PROBLEM SET —
**a.** Rewrite the paragraph beginning "Several chains are incentivizing" from the passage on hotel marketing below as a short bulleted list that keeps its main facts.
**b.** Identify each line in the rows below that contains the string "wall", and copy every such line.

SUPPLIED TEXT —
------------------------------------

Marketing to meeting attendees

An increasing number of hotels have also begun marketing to meeting and convention attendees, promoting a range of leisure-based incentives and discounts.

Several chains are incentivizing pre-stays and post-stays by offering group rates three days before and after an event. In the case of Destination Hotels, employees are actively encouraged to promote the same negotiated rate to business travelers for extended stays.

Certain hotels are also exploiting the fact that a large section of business travelers aren’t checking-in alone—more than 50% bring family members or a significant other with them.

Universal Orlando Resort in Florida is doing a great job of marketing to this demographic, offering a range of family-friendly extras, such as afternoon discounts at Universal Studios, and early admission to their Wizarding World of Harry Potter attraction.

The Wizarding World of Harry Potter - Diagon Alley at Universal Orlando Resort.
After the conference, head out on the Hogwarts Express.

Of course, not all properties can lay claim to such major family attractions. But there are plenty of other incentives that could be marketed, from providing discounts on popular city attractions, and booking sightseeing tours, to creating travel itineraries to help families plan their leisure time during a trip.

A personalized approach

Of course, hotels could go further still by personalizing leisure options to business travelers during pre-arrival communication.

------------------------------------

Records of labeled boxes
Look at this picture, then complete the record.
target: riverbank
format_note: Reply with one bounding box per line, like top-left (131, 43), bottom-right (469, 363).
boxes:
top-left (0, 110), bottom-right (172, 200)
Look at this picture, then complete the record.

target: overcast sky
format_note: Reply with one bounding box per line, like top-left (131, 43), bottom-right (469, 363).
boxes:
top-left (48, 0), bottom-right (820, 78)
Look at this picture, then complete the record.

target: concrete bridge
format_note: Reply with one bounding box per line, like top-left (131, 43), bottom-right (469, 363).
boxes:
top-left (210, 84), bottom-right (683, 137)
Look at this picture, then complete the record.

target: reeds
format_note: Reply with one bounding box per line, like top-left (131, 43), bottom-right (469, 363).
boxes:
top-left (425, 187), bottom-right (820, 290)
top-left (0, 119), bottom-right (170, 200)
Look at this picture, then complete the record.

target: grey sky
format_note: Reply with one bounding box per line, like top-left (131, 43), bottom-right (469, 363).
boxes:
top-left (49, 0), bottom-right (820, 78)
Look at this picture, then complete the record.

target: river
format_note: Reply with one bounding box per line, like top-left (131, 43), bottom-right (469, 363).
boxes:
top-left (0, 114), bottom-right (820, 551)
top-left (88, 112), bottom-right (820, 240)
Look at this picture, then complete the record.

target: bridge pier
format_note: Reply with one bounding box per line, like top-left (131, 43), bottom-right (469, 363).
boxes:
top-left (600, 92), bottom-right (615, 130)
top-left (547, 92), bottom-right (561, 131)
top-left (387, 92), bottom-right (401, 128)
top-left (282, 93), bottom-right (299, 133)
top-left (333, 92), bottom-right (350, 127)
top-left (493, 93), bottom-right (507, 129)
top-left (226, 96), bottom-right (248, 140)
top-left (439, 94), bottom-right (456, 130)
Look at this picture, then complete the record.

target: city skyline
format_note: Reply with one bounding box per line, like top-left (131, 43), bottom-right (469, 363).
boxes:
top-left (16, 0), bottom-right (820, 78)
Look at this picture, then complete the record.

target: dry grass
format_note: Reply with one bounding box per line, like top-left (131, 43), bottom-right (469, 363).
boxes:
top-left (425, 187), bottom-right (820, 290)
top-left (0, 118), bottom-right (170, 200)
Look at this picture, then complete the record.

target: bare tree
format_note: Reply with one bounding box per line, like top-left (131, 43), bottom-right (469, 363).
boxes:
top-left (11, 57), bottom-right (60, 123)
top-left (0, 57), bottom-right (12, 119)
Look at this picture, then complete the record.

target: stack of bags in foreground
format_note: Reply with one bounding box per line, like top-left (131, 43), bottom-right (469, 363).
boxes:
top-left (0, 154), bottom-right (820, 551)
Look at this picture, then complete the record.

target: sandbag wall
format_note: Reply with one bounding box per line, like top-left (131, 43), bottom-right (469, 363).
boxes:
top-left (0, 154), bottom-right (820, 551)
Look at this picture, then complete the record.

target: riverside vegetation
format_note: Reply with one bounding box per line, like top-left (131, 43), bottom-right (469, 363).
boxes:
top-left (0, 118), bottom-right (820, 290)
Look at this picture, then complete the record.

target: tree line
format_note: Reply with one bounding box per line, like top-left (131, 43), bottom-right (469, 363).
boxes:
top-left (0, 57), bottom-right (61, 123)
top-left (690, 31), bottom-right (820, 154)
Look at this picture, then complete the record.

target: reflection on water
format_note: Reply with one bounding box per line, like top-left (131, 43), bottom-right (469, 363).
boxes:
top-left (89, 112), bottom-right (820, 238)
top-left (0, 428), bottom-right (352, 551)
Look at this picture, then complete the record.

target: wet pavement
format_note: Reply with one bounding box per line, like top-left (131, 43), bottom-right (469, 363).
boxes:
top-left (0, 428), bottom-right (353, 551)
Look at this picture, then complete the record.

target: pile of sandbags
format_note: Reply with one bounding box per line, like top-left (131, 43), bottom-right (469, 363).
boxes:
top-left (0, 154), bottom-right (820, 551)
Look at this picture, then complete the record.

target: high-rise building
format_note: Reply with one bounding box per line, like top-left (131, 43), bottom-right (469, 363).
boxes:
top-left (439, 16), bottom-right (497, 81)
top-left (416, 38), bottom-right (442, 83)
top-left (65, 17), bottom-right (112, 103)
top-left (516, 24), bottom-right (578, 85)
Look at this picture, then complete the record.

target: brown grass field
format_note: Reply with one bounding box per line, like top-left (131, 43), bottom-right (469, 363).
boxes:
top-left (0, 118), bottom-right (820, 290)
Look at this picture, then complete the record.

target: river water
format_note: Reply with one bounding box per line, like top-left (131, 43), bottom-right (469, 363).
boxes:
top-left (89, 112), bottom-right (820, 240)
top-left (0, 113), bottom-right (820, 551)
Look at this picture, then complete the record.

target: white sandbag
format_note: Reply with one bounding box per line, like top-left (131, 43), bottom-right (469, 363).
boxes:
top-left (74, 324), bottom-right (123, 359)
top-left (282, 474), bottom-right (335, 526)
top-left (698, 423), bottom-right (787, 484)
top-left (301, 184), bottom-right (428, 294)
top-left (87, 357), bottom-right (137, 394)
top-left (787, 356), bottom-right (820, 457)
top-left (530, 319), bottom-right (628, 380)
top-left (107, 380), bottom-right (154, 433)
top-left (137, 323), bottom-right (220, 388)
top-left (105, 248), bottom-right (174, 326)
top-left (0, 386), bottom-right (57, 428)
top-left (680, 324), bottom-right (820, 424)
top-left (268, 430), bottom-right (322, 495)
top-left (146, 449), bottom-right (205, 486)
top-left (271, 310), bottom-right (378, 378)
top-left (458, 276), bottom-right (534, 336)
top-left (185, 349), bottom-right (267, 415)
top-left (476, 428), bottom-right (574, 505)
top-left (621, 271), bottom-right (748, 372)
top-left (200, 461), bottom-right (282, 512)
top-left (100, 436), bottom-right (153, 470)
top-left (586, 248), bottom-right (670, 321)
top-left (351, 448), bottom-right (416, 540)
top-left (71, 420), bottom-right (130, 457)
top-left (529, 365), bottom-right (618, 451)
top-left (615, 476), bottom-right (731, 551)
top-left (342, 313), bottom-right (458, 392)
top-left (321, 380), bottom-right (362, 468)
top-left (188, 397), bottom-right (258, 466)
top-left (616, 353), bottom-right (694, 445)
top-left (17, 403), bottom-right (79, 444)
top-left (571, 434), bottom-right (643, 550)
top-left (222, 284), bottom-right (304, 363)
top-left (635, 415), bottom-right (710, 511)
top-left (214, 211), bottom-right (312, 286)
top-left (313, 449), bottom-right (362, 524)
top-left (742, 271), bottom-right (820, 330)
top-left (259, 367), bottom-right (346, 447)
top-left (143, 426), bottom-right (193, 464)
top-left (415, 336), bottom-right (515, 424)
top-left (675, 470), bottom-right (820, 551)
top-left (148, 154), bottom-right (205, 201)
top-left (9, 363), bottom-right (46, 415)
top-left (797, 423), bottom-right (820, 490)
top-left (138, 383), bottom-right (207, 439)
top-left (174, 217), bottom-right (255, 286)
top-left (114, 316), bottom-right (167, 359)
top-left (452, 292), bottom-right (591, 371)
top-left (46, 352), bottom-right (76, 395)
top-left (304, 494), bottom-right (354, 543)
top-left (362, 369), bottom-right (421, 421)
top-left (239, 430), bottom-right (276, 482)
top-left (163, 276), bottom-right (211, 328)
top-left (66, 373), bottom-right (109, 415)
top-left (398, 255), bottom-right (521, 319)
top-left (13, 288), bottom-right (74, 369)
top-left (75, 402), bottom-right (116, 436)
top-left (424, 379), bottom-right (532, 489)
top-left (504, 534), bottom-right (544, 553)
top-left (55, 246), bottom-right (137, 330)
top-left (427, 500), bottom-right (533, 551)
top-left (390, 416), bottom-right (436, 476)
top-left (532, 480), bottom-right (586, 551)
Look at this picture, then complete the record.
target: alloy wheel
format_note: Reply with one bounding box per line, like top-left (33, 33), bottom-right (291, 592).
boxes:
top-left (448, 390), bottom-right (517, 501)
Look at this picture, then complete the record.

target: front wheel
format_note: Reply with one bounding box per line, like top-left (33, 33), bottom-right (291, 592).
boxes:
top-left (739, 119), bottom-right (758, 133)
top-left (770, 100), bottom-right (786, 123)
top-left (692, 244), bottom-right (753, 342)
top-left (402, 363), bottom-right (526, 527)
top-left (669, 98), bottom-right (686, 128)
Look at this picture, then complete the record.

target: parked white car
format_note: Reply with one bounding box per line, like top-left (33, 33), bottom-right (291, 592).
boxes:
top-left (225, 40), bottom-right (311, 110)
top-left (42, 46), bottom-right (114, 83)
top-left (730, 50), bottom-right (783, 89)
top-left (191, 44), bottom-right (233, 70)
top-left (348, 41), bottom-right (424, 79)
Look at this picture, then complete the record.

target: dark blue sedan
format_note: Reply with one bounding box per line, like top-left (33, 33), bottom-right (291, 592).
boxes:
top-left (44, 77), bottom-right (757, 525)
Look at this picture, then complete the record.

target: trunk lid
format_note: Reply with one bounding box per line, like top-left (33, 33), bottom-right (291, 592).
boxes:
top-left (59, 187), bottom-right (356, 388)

------------------------------------

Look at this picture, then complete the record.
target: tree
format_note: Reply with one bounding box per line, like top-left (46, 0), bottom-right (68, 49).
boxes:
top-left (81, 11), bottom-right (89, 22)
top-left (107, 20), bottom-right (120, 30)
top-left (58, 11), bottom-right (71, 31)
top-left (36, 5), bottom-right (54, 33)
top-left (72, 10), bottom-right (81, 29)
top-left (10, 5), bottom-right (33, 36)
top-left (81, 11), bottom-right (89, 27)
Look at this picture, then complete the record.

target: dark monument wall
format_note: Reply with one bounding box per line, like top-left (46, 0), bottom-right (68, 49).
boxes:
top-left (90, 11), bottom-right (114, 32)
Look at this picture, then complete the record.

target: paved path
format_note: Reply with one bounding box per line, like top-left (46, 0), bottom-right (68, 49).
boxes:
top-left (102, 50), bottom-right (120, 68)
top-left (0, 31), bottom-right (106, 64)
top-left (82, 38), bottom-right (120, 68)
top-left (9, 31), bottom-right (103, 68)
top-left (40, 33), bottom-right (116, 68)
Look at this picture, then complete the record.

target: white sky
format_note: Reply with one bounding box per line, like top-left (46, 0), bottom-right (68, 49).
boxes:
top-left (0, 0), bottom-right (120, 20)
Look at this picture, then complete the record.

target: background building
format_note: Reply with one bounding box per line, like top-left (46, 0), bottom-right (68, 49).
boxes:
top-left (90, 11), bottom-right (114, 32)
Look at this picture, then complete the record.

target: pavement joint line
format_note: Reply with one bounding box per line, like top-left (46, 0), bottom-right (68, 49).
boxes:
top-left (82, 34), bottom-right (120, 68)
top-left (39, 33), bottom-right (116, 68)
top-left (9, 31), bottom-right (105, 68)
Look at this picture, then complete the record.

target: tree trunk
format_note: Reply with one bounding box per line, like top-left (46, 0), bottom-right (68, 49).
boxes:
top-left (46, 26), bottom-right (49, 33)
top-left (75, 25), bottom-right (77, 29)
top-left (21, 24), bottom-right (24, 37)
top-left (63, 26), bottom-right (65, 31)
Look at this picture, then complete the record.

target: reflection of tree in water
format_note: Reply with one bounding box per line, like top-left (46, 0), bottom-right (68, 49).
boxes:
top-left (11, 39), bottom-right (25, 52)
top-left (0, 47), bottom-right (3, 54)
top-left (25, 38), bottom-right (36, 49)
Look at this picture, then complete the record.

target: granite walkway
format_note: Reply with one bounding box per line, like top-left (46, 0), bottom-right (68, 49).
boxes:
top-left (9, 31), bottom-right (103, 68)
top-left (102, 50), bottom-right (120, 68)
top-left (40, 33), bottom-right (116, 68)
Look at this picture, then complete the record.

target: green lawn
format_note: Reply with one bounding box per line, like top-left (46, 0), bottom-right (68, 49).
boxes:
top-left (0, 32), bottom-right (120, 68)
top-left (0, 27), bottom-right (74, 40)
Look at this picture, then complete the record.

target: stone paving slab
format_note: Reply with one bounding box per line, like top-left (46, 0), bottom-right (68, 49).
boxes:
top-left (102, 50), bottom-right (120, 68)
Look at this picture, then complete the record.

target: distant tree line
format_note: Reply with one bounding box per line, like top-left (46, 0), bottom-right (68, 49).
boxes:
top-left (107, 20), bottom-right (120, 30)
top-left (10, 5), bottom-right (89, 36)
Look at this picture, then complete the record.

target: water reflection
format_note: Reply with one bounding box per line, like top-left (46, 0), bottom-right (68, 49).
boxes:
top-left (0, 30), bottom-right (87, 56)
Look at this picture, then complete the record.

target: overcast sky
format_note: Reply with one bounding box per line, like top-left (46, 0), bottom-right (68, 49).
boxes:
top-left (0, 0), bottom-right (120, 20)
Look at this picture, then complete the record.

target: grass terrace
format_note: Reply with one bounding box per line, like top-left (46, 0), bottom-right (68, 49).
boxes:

------------------------------------

RESPONSES IN ORDER —
**a.**
- Several hotel chains encourage pre-stays and post-stays by offering group rates for the three days before and after an event.
- Destination Hotels actively encourages its employees to offer business travelers the same negotiated rate for extended stays.

**b.**
target: sandbag wall
target: dark monument wall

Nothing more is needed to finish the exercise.